* _Required work_: Copy out, without any change, the lines of the records that begin with the line containing "Identify the concrete walkway, giving" and continue through the line containing "<point>686,405</point>", including both of those lines.

* _Task data_:
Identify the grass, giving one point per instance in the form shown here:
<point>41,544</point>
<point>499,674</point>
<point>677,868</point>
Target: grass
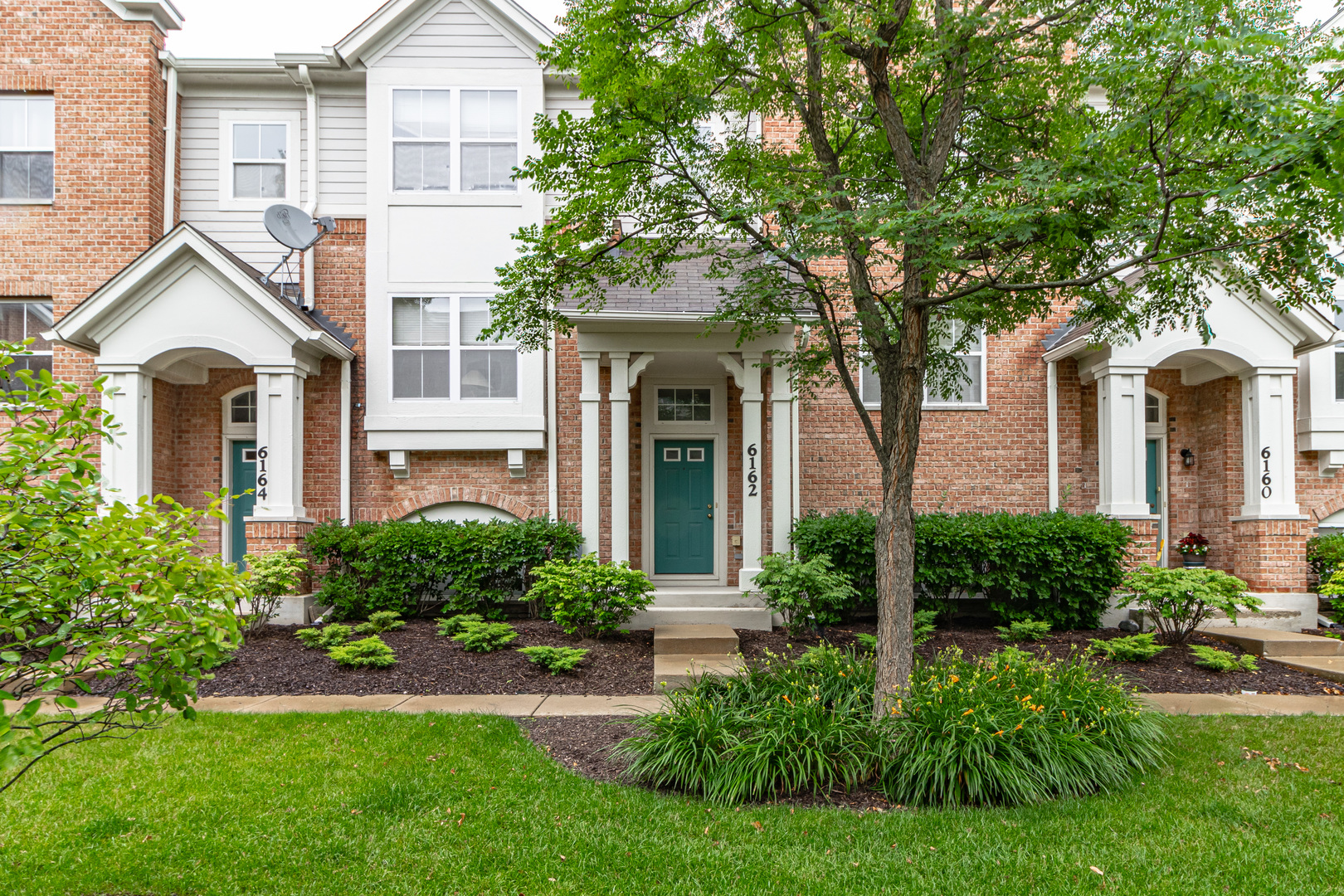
<point>387,804</point>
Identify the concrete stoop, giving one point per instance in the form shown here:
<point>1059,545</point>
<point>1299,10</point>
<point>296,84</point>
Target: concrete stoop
<point>682,653</point>
<point>1309,653</point>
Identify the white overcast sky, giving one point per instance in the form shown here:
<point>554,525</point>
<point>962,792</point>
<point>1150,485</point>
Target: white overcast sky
<point>244,28</point>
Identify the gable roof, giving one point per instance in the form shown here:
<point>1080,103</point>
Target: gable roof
<point>370,37</point>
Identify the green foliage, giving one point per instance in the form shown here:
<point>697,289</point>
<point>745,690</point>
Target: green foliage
<point>590,598</point>
<point>554,660</point>
<point>1326,555</point>
<point>802,592</point>
<point>485,637</point>
<point>1222,660</point>
<point>1179,599</point>
<point>325,637</point>
<point>1135,648</point>
<point>366,653</point>
<point>1023,631</point>
<point>1010,728</point>
<point>270,578</point>
<point>455,624</point>
<point>401,564</point>
<point>89,590</point>
<point>1058,567</point>
<point>381,622</point>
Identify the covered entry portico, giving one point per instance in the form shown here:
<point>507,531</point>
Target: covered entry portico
<point>187,314</point>
<point>1199,434</point>
<point>702,448</point>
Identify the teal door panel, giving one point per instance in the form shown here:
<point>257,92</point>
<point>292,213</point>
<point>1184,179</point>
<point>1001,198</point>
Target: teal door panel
<point>244,477</point>
<point>683,507</point>
<point>1153,479</point>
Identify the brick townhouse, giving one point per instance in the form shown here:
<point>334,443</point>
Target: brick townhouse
<point>353,384</point>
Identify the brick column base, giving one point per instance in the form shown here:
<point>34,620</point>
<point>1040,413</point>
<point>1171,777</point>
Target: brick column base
<point>1270,555</point>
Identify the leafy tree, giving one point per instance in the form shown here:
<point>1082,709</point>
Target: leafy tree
<point>930,169</point>
<point>89,592</point>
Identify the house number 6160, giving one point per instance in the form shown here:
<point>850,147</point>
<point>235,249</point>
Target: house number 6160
<point>1265,480</point>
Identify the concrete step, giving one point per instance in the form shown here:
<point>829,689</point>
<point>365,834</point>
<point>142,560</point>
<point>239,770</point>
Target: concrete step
<point>1268,642</point>
<point>704,598</point>
<point>752,618</point>
<point>695,640</point>
<point>1329,668</point>
<point>680,670</point>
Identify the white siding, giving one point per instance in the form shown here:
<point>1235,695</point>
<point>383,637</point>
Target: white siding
<point>240,231</point>
<point>457,37</point>
<point>343,153</point>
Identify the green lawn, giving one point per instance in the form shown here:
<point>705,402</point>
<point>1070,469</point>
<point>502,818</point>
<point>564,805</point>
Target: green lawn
<point>387,804</point>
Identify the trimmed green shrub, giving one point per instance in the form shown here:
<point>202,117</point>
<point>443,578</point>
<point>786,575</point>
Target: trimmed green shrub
<point>402,564</point>
<point>324,637</point>
<point>1023,631</point>
<point>381,622</point>
<point>1222,660</point>
<point>1006,730</point>
<point>366,653</point>
<point>1011,728</point>
<point>802,592</point>
<point>485,637</point>
<point>590,598</point>
<point>1058,567</point>
<point>453,625</point>
<point>1179,599</point>
<point>1135,648</point>
<point>554,660</point>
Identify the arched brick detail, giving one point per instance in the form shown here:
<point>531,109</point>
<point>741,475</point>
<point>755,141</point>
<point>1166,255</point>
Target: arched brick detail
<point>468,494</point>
<point>1333,505</point>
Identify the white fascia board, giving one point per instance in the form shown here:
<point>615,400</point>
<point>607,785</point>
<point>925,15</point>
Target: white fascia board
<point>455,441</point>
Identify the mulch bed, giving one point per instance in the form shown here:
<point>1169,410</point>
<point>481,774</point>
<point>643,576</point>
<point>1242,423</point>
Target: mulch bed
<point>273,663</point>
<point>583,746</point>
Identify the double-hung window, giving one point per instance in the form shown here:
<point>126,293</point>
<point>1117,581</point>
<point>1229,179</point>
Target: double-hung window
<point>21,320</point>
<point>437,132</point>
<point>27,148</point>
<point>438,351</point>
<point>958,391</point>
<point>260,153</point>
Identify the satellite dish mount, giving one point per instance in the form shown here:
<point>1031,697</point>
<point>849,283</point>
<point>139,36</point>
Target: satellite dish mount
<point>296,230</point>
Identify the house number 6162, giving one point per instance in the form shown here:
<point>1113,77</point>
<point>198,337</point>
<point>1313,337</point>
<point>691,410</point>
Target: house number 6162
<point>1265,480</point>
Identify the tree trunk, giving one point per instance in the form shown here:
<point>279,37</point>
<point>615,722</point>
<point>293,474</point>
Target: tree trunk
<point>902,401</point>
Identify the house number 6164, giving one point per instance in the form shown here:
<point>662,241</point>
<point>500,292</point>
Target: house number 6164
<point>1265,480</point>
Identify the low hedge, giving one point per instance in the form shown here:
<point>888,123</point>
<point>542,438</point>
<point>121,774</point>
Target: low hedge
<point>402,564</point>
<point>1055,567</point>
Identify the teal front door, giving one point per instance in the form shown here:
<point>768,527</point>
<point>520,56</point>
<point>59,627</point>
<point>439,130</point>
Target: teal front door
<point>242,477</point>
<point>683,507</point>
<point>1155,485</point>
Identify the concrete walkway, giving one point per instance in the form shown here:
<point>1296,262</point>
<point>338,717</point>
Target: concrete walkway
<point>538,704</point>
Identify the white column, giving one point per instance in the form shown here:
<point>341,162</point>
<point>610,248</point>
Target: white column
<point>590,399</point>
<point>620,398</point>
<point>280,444</point>
<point>1120,436</point>
<point>752,479</point>
<point>1268,444</point>
<point>782,458</point>
<point>128,460</point>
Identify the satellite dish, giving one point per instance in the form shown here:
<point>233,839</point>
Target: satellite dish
<point>292,227</point>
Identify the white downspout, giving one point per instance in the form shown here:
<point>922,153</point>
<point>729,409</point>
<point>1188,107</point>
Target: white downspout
<point>344,442</point>
<point>1053,434</point>
<point>553,464</point>
<point>169,145</point>
<point>311,206</point>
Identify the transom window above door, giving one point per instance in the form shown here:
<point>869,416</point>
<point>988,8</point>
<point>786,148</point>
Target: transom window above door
<point>444,130</point>
<point>686,405</point>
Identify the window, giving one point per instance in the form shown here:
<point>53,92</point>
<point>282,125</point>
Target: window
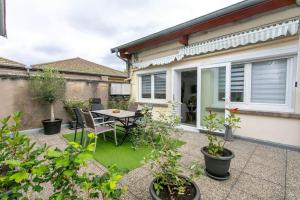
<point>268,81</point>
<point>146,86</point>
<point>262,85</point>
<point>153,86</point>
<point>221,83</point>
<point>237,83</point>
<point>160,86</point>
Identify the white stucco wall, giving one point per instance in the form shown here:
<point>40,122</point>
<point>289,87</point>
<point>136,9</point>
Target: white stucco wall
<point>273,129</point>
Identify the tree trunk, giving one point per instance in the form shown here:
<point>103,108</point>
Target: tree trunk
<point>52,112</point>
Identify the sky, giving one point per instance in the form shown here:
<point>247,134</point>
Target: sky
<point>42,31</point>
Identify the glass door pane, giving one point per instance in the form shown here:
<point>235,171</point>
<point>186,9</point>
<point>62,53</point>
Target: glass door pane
<point>213,90</point>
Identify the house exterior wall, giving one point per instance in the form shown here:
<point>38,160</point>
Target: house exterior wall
<point>15,95</point>
<point>268,128</point>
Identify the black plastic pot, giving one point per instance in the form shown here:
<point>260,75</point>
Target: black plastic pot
<point>155,197</point>
<point>52,127</point>
<point>217,167</point>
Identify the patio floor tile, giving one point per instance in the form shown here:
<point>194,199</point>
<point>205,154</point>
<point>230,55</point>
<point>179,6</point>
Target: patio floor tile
<point>259,187</point>
<point>236,194</point>
<point>275,175</point>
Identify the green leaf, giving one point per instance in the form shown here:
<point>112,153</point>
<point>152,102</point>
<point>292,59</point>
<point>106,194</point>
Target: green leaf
<point>19,176</point>
<point>54,153</point>
<point>91,147</point>
<point>12,162</point>
<point>68,173</point>
<point>40,170</point>
<point>62,162</point>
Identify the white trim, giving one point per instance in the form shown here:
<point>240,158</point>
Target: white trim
<point>252,36</point>
<point>151,73</point>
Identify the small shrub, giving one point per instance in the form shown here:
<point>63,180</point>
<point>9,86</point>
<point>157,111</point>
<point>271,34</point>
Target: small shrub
<point>24,168</point>
<point>70,104</point>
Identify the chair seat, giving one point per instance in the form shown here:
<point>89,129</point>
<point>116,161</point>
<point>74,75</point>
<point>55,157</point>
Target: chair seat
<point>102,129</point>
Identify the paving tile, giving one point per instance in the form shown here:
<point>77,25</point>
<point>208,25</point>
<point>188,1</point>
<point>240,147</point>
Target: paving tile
<point>240,146</point>
<point>188,160</point>
<point>270,152</point>
<point>213,189</point>
<point>239,161</point>
<point>236,194</point>
<point>293,159</point>
<point>275,175</point>
<point>292,194</point>
<point>259,187</point>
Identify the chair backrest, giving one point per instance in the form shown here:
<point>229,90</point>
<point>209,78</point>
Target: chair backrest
<point>133,107</point>
<point>79,118</point>
<point>89,121</point>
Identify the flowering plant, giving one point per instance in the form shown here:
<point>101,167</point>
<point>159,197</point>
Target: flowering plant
<point>232,120</point>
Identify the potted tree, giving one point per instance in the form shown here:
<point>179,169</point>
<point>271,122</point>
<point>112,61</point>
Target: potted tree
<point>49,86</point>
<point>168,182</point>
<point>231,123</point>
<point>217,157</point>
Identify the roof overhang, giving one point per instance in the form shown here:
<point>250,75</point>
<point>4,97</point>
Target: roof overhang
<point>220,17</point>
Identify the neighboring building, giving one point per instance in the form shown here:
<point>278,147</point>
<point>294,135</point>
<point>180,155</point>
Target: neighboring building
<point>82,68</point>
<point>245,56</point>
<point>2,18</point>
<point>84,80</point>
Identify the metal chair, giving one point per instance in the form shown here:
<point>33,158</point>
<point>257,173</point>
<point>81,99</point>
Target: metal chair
<point>133,107</point>
<point>79,123</point>
<point>99,128</point>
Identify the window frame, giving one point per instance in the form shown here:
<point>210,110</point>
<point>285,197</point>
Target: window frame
<point>152,98</point>
<point>288,106</point>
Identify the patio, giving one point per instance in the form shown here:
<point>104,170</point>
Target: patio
<point>257,171</point>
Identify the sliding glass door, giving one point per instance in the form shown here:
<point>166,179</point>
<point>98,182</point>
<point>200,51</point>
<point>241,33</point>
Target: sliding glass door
<point>214,89</point>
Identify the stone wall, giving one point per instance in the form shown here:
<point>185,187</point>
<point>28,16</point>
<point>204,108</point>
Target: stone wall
<point>15,95</point>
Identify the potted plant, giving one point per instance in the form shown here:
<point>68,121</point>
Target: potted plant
<point>168,182</point>
<point>25,168</point>
<point>217,158</point>
<point>71,104</point>
<point>49,86</point>
<point>231,123</point>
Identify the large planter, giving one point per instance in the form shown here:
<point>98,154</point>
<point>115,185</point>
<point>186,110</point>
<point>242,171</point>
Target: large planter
<point>228,133</point>
<point>196,190</point>
<point>217,167</point>
<point>52,127</point>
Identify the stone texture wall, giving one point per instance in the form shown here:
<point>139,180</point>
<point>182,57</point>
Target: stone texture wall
<point>15,96</point>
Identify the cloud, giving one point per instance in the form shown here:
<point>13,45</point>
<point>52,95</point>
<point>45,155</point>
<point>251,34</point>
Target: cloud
<point>48,30</point>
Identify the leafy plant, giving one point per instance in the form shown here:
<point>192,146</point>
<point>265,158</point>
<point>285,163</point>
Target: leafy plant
<point>212,124</point>
<point>48,86</point>
<point>70,104</point>
<point>24,168</point>
<point>161,134</point>
<point>231,120</point>
<point>19,161</point>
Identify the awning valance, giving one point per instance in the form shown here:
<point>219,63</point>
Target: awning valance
<point>252,36</point>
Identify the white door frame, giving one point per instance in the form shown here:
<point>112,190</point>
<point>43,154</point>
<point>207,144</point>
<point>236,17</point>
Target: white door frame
<point>227,88</point>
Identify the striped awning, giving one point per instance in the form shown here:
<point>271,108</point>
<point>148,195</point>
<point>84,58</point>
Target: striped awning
<point>2,18</point>
<point>256,35</point>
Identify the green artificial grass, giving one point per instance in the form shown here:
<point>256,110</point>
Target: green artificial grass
<point>123,156</point>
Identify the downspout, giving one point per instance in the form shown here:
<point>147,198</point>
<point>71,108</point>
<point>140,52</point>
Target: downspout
<point>128,64</point>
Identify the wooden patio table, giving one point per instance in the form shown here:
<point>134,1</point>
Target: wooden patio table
<point>123,117</point>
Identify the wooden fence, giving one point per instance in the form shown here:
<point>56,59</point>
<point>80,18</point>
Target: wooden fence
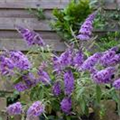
<point>14,12</point>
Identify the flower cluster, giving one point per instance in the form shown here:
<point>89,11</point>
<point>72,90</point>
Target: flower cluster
<point>68,82</point>
<point>6,65</point>
<point>13,59</point>
<point>90,62</point>
<point>36,109</point>
<point>116,84</point>
<point>31,37</point>
<point>110,58</point>
<point>56,88</point>
<point>14,109</point>
<point>66,105</point>
<point>20,60</point>
<point>85,31</point>
<point>78,59</point>
<point>43,76</point>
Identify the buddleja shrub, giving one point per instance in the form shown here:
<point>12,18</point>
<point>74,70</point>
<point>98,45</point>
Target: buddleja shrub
<point>65,86</point>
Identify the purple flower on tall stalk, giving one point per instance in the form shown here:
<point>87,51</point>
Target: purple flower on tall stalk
<point>36,109</point>
<point>31,37</point>
<point>20,60</point>
<point>104,76</point>
<point>56,88</point>
<point>85,31</point>
<point>66,105</point>
<point>21,86</point>
<point>68,82</point>
<point>6,65</point>
<point>110,58</point>
<point>43,76</point>
<point>116,84</point>
<point>78,59</point>
<point>14,109</point>
<point>90,62</point>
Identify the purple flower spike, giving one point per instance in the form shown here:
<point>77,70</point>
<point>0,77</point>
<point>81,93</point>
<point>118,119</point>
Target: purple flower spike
<point>85,31</point>
<point>91,62</point>
<point>68,82</point>
<point>78,59</point>
<point>104,76</point>
<point>20,60</point>
<point>66,105</point>
<point>56,88</point>
<point>14,109</point>
<point>110,58</point>
<point>116,84</point>
<point>36,109</point>
<point>21,86</point>
<point>6,65</point>
<point>31,37</point>
<point>43,76</point>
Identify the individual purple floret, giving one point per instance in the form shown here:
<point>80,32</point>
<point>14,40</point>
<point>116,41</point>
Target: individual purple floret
<point>20,60</point>
<point>66,105</point>
<point>68,82</point>
<point>110,58</point>
<point>91,62</point>
<point>103,76</point>
<point>36,109</point>
<point>56,64</point>
<point>116,84</point>
<point>85,31</point>
<point>21,86</point>
<point>31,37</point>
<point>66,58</point>
<point>43,76</point>
<point>14,109</point>
<point>6,65</point>
<point>56,88</point>
<point>78,59</point>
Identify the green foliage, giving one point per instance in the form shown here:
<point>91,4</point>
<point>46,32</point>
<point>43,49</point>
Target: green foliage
<point>71,16</point>
<point>108,40</point>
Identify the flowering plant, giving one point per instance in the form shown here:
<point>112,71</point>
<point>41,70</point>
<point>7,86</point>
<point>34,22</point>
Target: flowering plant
<point>67,86</point>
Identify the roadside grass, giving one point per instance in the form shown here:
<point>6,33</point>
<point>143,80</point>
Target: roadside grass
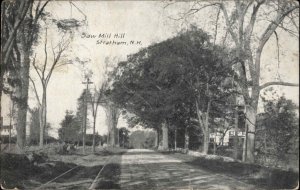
<point>34,166</point>
<point>261,176</point>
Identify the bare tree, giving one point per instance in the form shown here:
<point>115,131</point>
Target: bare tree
<point>44,73</point>
<point>240,26</point>
<point>97,99</point>
<point>20,27</point>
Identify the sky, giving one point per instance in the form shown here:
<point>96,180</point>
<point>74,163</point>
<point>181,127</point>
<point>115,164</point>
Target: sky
<point>144,22</point>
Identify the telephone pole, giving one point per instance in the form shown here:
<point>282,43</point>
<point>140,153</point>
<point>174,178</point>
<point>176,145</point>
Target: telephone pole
<point>85,112</point>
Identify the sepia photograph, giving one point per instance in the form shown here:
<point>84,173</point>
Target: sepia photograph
<point>152,94</point>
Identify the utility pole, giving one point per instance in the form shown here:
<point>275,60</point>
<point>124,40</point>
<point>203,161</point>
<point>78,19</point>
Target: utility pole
<point>85,112</point>
<point>236,140</point>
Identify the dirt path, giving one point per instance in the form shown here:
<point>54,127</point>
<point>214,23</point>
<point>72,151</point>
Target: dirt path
<point>140,169</point>
<point>145,169</point>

* _Exercise response_:
Identify the concrete walkway, giving one point per instance in the form shown here:
<point>1296,262</point>
<point>338,717</point>
Target: concrete walkway
<point>538,704</point>
Identify the white column, giving one point per instance in the form shown here:
<point>341,162</point>
<point>610,248</point>
Target: white column
<point>590,399</point>
<point>620,398</point>
<point>280,444</point>
<point>1120,436</point>
<point>752,479</point>
<point>1268,444</point>
<point>782,458</point>
<point>128,460</point>
Identify the satellite dish, giving one point per instance in the form shown here:
<point>233,839</point>
Target: satellite dish
<point>292,227</point>
Identify the white downspout, giving one point per instance in the form shown here:
<point>922,153</point>
<point>729,409</point>
<point>1188,107</point>
Target: white downspout
<point>344,442</point>
<point>1053,434</point>
<point>553,464</point>
<point>169,145</point>
<point>311,206</point>
Identify the transom window above door, giving one point per instance in the form shown here:
<point>869,416</point>
<point>988,8</point>
<point>786,148</point>
Target: transom window above door
<point>444,130</point>
<point>686,405</point>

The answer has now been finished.